Each entry below must be written out exactly, with pictures left out.

[Start of Attachment]

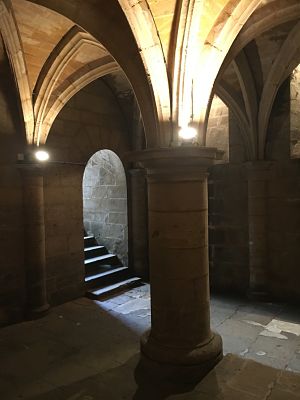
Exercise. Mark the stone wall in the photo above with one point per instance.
(105, 203)
(228, 228)
(12, 139)
(295, 116)
(218, 127)
(90, 121)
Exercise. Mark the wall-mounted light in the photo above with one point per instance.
(187, 133)
(41, 155)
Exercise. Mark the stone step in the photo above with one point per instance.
(106, 276)
(114, 288)
(94, 251)
(89, 241)
(111, 259)
(90, 278)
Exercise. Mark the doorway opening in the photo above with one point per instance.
(106, 225)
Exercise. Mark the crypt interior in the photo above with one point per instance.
(150, 199)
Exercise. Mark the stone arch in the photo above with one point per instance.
(105, 202)
(120, 43)
(10, 34)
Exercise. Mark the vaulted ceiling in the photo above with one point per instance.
(175, 54)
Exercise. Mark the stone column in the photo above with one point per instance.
(180, 337)
(258, 176)
(34, 230)
(139, 222)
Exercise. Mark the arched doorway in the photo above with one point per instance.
(105, 223)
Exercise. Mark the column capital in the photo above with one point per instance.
(259, 169)
(183, 161)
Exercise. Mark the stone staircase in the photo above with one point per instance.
(104, 272)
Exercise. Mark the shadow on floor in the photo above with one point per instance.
(130, 381)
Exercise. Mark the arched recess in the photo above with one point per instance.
(282, 67)
(213, 52)
(230, 98)
(105, 203)
(294, 113)
(53, 90)
(10, 34)
(263, 19)
(97, 19)
(218, 127)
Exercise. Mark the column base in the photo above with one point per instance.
(36, 313)
(187, 365)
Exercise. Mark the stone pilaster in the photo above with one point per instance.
(180, 337)
(258, 177)
(34, 229)
(139, 222)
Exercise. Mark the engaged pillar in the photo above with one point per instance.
(139, 222)
(258, 177)
(180, 335)
(34, 230)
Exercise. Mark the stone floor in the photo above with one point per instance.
(86, 350)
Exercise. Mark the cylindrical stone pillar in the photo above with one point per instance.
(258, 176)
(34, 230)
(180, 335)
(138, 233)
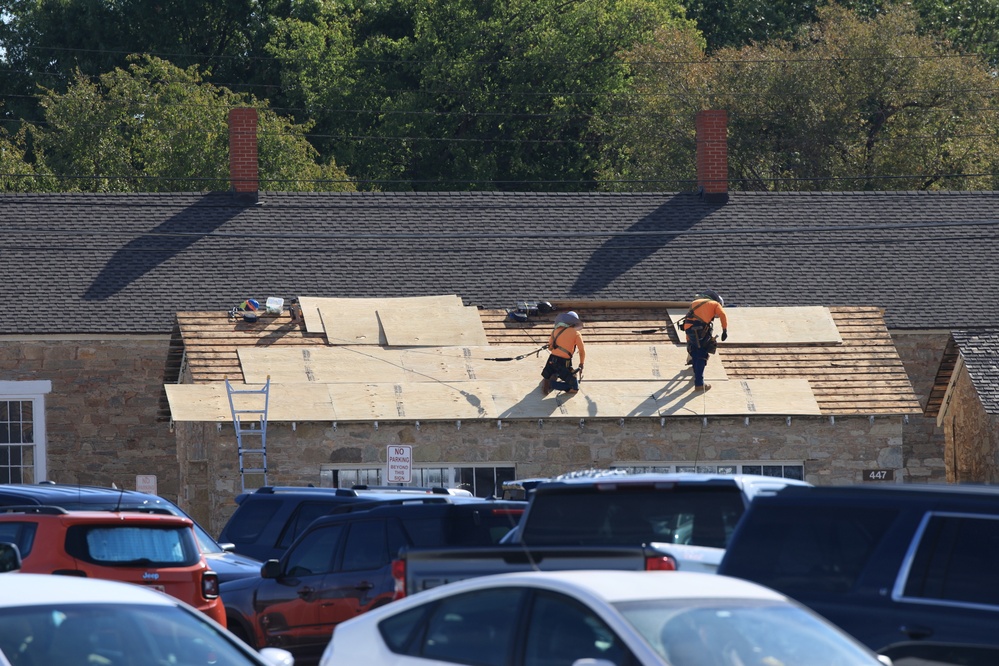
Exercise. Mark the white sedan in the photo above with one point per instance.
(68, 621)
(595, 618)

[End of Attachment]

* _Completed exercise_
Exercise. Mark the stone wall in the photo above with one point per instance.
(105, 203)
(228, 228)
(12, 139)
(295, 116)
(218, 127)
(90, 121)
Exercise. Mark the wall-mounted light in the photo above with one point per instance.
(187, 133)
(41, 155)
Exercise. Mark the stone step in the photo above with one point per instance.
(106, 276)
(114, 288)
(94, 251)
(89, 241)
(111, 259)
(90, 278)
Exercise. Mark the doorway opening in the photo above with one point per instance.
(106, 225)
Exercise. Mark the crypt interior in the photo above with one point per instance.
(150, 199)
Exercise. Mark the stone arch in the photo above with one point per instance.
(105, 202)
(120, 43)
(10, 34)
Exercise. Mark the vaulted ceiling in the photo above with one point per instance.
(175, 54)
Exercise. Mark the stone column in the photo above with one point per instance.
(180, 337)
(258, 176)
(34, 230)
(139, 222)
Exercise. Mark the arched doorway in the photo above with one point per instance.
(105, 223)
Exercise. Mark the column capital in the photo above with one point per instance.
(259, 169)
(183, 161)
Exercise. Mark the stone staircase in the photo above with one point per instance.
(104, 272)
Exercise. Mark the shadow on floor in the photo above with one point per instance.
(130, 381)
Exercise. Mark the arched recess in the photo above with one point per instance.
(282, 67)
(213, 52)
(230, 98)
(105, 203)
(294, 113)
(53, 90)
(10, 34)
(263, 19)
(97, 19)
(218, 127)
Exercise. Mark the column base in the photo above with one point per instance.
(36, 313)
(187, 365)
Exercise. Mark the stone pilaster in the photo above with one point per instance.
(180, 337)
(258, 177)
(34, 229)
(139, 222)
Exercise. Mark the engaged pillar in the photo above with one point per instance.
(139, 222)
(258, 177)
(180, 335)
(34, 230)
Exercise. Mark the stone floor in the photo above with one point per instance.
(86, 350)
Exercise. Mark the cylindrical stone pillar in the photo above with one point per instance.
(258, 176)
(34, 230)
(180, 335)
(138, 233)
Exercise. Mark the white sedan in the photo above with one point per instance.
(68, 621)
(595, 618)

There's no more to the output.